• **Task description**
Continue the deep-seafloor energetics text from where it stops, not the entries that follow it.

• **Source extract**
Energetics of life on the deep seafloor

Abstract

With frigid temperatures and virtually no in situ productivity, the deep oceans, Earth's largest ecosystem, are especially energy-deprived systems. Our knowledge of the effects of this energy limitation on all levels of biological organization is very incomplete. Here, we use the Metabolic Theory of Ecology to examine the relative roles of carbon flux and temperature in influencing metabolic rate, growth rate, lifespan, body size, abundance, biomass, and biodiversity for life on the deep seafloor. We show that the relative impacts of thermal and chemical energy change across organizational scales. Results suggest that individual metabolic rates, growth, and turnover proceed as quickly as temperature-influenced biochemical kinetics allow but that chemical energy limits higher-order community structure and function. Understanding deep-sea energetics is a pressing problem because of accelerating climate change and the general lack of environmental regulatory policy for the deep oceans.

Fig. 1.

Sampling locations of bacteria, meiofauna, macrofauna, and megafauna used in the standing stock (yellow triangles) and mollusks used in the diversity analyses (orange circles). Areas shallower than 200 m (i.e., continental shelf) are indicated by pale blue.

Fig. 2.

Body size and temperature scaling relationships for (A and B) mass-specific metabolic rate (W/g), (C and D) inverse lifespan (1/d), and (E and F) mass-specific growth rate (1/d). Data were obtained from diverse shallow and deep-sea organisms (data sources are given in Methods). Mass is expressed in grams, and temperature is expressed as 1/kT − 1/kT_c (1/eV), where T is absolute temperature (in Kelvin) and T_c = 288 K (= 15 °C); therefore, the absolute values of the slopes of the temperature relationships correspond to the estimated activation energy, and the intercepts correspond to the logarithm of the rate for a 1 g organism at 15 °C. The models were fitted using common slopes in instances where ANOVA indicated that the estimated size exponent and/or estimated activation energy did not differ significantly among groups (P > 0.05). No line is depicted in D for deep-sea invertebrates, because temperature was insignificant (P = 0.78).

[Referring expression data]
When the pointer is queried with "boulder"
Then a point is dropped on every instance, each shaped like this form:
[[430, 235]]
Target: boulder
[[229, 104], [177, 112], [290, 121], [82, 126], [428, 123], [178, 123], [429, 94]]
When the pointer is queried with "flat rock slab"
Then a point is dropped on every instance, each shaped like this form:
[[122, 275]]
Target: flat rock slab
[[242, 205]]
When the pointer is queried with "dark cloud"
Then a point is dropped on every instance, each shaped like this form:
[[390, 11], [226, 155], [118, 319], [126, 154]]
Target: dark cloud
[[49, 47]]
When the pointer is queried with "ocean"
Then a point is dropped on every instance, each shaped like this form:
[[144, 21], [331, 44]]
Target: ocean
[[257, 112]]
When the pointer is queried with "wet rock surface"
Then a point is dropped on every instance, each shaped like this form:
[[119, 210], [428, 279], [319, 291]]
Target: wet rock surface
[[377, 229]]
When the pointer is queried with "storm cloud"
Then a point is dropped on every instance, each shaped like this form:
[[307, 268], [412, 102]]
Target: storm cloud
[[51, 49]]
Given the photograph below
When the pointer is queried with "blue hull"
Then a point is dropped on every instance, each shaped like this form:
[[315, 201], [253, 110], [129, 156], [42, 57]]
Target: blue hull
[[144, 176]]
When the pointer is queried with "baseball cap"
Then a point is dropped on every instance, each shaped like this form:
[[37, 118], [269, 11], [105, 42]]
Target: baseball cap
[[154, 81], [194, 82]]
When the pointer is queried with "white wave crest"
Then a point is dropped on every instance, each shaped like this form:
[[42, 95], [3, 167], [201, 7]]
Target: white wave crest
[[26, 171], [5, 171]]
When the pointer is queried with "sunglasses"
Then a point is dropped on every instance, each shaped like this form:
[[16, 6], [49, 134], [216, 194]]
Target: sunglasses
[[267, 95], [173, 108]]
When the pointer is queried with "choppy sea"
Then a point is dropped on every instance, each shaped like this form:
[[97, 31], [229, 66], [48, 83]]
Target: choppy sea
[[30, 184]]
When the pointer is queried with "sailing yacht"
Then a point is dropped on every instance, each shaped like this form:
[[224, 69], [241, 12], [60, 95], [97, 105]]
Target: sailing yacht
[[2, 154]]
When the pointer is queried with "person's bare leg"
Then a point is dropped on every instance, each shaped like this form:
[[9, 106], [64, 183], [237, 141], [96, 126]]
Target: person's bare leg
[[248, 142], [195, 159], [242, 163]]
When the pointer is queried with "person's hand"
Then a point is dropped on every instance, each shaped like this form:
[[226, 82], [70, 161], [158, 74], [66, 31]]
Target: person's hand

• **Exercise answer**
Fig. 3.

(A) Partial regression plots of body size, carbon flux, and temperature scaling of abundance and biomass in benthic deep-sea bacteria, meiofauna, macrofauna, and megafauna. Partial regression plots are provided instead of raw data to visualize the independent contributions of each factor. Mean values of predictor and response variables were added to residual values for the x and y axes, respectively. Solid lines denote fitted regressions, with slope equal to the parameter estimate in the spatial eigenvector model. Dashed lines indicate response variable mean. C_org = organic carbon. (B) Partial regression plots of carbon flux and temperature scaling of diversity (measured as the expected number of species at 50 individuals) for benthic deep-sea gastropods and bivalves of the Atlantic Ocean. Partial regression plots are provided instead of raw data to visualize the independent contributions of each factor. Mean values of predictor and response variables were added to residual values for the x and y axes, respectively. Solid lines denote fitted regressions, with slope equal to the parameter estimate in the spatial eigenvector model. Dashed lines indicate response variable mean. Full results for the models can be found in Tables 1 and 2.